* WORK TO BE COMPLETED *
Copy all of the following lines character for character, changing nothing.

* DATA PROVIDED *
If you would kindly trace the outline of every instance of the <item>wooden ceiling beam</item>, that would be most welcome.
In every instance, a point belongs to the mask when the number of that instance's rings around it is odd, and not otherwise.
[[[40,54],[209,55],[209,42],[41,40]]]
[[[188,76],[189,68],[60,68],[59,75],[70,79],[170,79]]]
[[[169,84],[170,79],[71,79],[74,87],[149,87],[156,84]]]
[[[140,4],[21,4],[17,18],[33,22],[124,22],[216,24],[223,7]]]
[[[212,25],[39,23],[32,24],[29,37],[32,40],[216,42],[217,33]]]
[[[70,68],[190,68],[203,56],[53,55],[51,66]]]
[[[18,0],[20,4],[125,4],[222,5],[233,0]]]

* TASK RESPONSE *
If you would kindly trace the outline of every instance of the <item>wooden ceiling beam</item>, that would be most welcome.
In every instance, a point belongs to the mask when the number of that instance's rings around it is odd, and not otherwise.
[[[40,54],[209,55],[209,42],[41,40]]]
[[[188,76],[189,68],[60,68],[59,75],[70,79],[170,79]]]
[[[169,84],[170,79],[71,79],[74,87],[149,87],[156,84]]]
[[[140,4],[21,4],[17,18],[33,22],[124,22],[216,24],[223,7]]]
[[[212,25],[39,23],[32,24],[29,37],[32,40],[216,42],[217,33]]]
[[[70,68],[190,68],[203,56],[53,55],[51,66]]]
[[[18,0],[20,4],[125,4],[222,5],[233,0]]]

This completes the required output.